_WHAT IS REQUIRED_.
Please write out all the data that follows exactly, without the pictures.

_EXERCISE INPUTS_.
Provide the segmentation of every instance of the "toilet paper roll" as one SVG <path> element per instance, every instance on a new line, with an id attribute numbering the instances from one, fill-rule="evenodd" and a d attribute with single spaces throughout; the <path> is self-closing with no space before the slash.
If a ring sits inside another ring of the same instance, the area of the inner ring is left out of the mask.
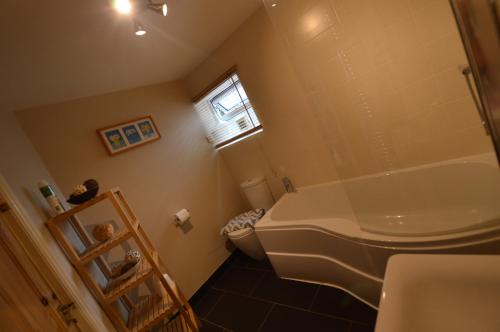
<path id="1" fill-rule="evenodd" d="M 175 214 L 175 222 L 179 226 L 184 225 L 184 223 L 188 221 L 189 218 L 191 218 L 191 214 L 189 214 L 189 211 L 186 209 L 182 209 Z"/>

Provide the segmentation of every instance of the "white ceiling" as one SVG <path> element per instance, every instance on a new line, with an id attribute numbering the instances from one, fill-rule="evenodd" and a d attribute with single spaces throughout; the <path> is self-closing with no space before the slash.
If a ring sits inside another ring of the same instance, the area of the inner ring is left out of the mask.
<path id="1" fill-rule="evenodd" d="M 167 0 L 130 17 L 111 0 L 1 0 L 0 110 L 170 81 L 205 59 L 261 0 Z"/>

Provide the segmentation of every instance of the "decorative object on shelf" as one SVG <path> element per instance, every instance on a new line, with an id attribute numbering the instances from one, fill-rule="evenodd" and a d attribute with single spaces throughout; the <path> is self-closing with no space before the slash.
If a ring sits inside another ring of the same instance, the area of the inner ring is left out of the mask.
<path id="1" fill-rule="evenodd" d="M 45 199 L 47 200 L 47 203 L 49 203 L 50 208 L 52 209 L 52 213 L 54 215 L 64 212 L 64 207 L 61 205 L 61 202 L 59 201 L 54 190 L 47 183 L 47 181 L 45 180 L 39 181 L 38 188 L 40 189 L 40 192 L 42 193 L 43 197 L 45 197 Z"/>
<path id="2" fill-rule="evenodd" d="M 78 205 L 85 203 L 97 196 L 99 184 L 94 179 L 88 179 L 83 184 L 79 184 L 67 200 L 68 203 Z"/>
<path id="3" fill-rule="evenodd" d="M 83 184 L 79 184 L 73 189 L 73 195 L 78 196 L 83 194 L 84 192 L 87 191 L 87 187 L 85 187 Z"/>
<path id="4" fill-rule="evenodd" d="M 168 14 L 167 0 L 114 0 L 113 7 L 118 13 L 125 15 L 135 14 L 148 9 L 163 16 L 167 16 Z M 142 24 L 137 19 L 134 19 L 133 22 L 135 34 L 137 36 L 144 36 L 146 30 L 142 27 Z"/>
<path id="5" fill-rule="evenodd" d="M 125 262 L 137 263 L 141 260 L 141 253 L 138 250 L 130 249 L 125 254 Z"/>
<path id="6" fill-rule="evenodd" d="M 136 262 L 123 261 L 118 263 L 111 269 L 111 277 L 115 281 L 122 281 L 132 277 L 139 270 L 140 261 L 141 259 Z"/>
<path id="7" fill-rule="evenodd" d="M 137 273 L 141 259 L 141 253 L 138 250 L 130 249 L 127 251 L 123 261 L 111 269 L 111 276 L 115 282 L 126 280 Z"/>
<path id="8" fill-rule="evenodd" d="M 94 227 L 92 230 L 92 235 L 94 235 L 94 238 L 99 241 L 107 241 L 111 239 L 115 232 L 115 229 L 113 225 L 111 224 L 103 224 L 103 225 L 97 225 Z"/>
<path id="9" fill-rule="evenodd" d="M 159 140 L 161 135 L 151 116 L 97 130 L 110 156 Z"/>
<path id="10" fill-rule="evenodd" d="M 83 185 L 87 188 L 87 191 L 99 190 L 99 183 L 94 179 L 85 180 Z"/>

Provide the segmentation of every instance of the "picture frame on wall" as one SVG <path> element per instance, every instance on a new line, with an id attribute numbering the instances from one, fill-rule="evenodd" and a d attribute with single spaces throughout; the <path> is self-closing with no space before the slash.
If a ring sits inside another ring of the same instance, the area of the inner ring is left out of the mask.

_ANSWER BOX_.
Provide the segmentation of every instance of the "toilet paper roll" as one SVG <path> element per instance, every instance on a new line, with an id attribute numbering the instances from one, fill-rule="evenodd" and a d attribute with single spaces throughout; the <path> is self-closing with no space before the slash.
If a ring sits inside another ring of the same instance, the area of the inner ring is left out of the mask.
<path id="1" fill-rule="evenodd" d="M 175 214 L 175 222 L 179 226 L 184 225 L 184 223 L 188 221 L 189 218 L 191 218 L 191 214 L 189 214 L 189 211 L 186 209 L 182 209 Z"/>

Provide the segmentation of every instance of the "white ceiling" as one SVG <path> element per instance, every instance on a new line, with an id attribute numbering the instances from one, fill-rule="evenodd" and a d attribute with single spaces throughout; the <path> is self-closing with no space before the slash.
If a ring sits inside another ring of the same instance, the area of the inner ring is left out of the mask.
<path id="1" fill-rule="evenodd" d="M 167 0 L 130 17 L 111 0 L 1 0 L 0 110 L 170 81 L 205 59 L 261 0 Z"/>

Provide the segmentation of every instance of the "decorative object on shelf" as one SVG <path> element per instance, every instance on a new line, with an id attribute numbering the instances from one, fill-rule="evenodd" and a d attribute with single spaces throughout; the <path> is self-closing with no space before the slash.
If a ring sits inside another ring of the same instance, the area of the inner ring is left out of the mask.
<path id="1" fill-rule="evenodd" d="M 45 199 L 47 200 L 47 203 L 49 203 L 50 208 L 52 209 L 52 213 L 54 215 L 64 212 L 64 207 L 61 205 L 61 202 L 59 201 L 54 190 L 47 183 L 47 181 L 45 180 L 39 181 L 38 188 L 40 189 L 40 192 L 42 193 L 43 197 L 45 197 Z"/>
<path id="2" fill-rule="evenodd" d="M 78 205 L 85 203 L 97 196 L 99 184 L 94 179 L 88 179 L 83 184 L 79 184 L 67 200 L 68 203 Z"/>
<path id="3" fill-rule="evenodd" d="M 83 184 L 79 184 L 73 189 L 73 195 L 78 196 L 83 194 L 84 192 L 87 191 L 87 187 L 85 187 Z"/>
<path id="4" fill-rule="evenodd" d="M 168 14 L 167 0 L 114 0 L 113 7 L 118 13 L 125 15 L 135 14 L 148 9 L 163 16 L 167 16 Z M 142 24 L 137 19 L 134 19 L 133 22 L 135 34 L 137 36 L 144 36 L 146 30 L 142 27 Z"/>
<path id="5" fill-rule="evenodd" d="M 125 262 L 137 263 L 141 260 L 141 253 L 138 250 L 130 249 L 125 254 Z"/>
<path id="6" fill-rule="evenodd" d="M 136 262 L 123 261 L 118 263 L 111 269 L 111 277 L 115 281 L 122 281 L 132 277 L 139 270 L 140 261 L 141 259 Z"/>
<path id="7" fill-rule="evenodd" d="M 137 273 L 141 259 L 141 253 L 138 250 L 130 249 L 127 251 L 123 261 L 111 269 L 111 276 L 115 282 L 126 280 Z"/>
<path id="8" fill-rule="evenodd" d="M 94 227 L 92 230 L 92 235 L 94 235 L 94 238 L 99 241 L 107 241 L 111 239 L 115 232 L 115 229 L 113 225 L 111 224 L 103 224 L 103 225 L 97 225 Z"/>
<path id="9" fill-rule="evenodd" d="M 159 140 L 161 135 L 151 116 L 97 130 L 110 156 Z"/>
<path id="10" fill-rule="evenodd" d="M 83 185 L 87 188 L 87 191 L 99 190 L 99 183 L 94 179 L 85 180 Z"/>

Provide the segmentation of every instance of the "picture frame on wall" as one SVG <path> element per instance, every instance on a new line, with an id attribute numbering the instances from one, fill-rule="evenodd" and a d attribute with single spaces throughout; the <path> is self-closing with no space before the slash.
If a ring sits inside another ring of the same instance, the area of the inner ring is left out of the mask.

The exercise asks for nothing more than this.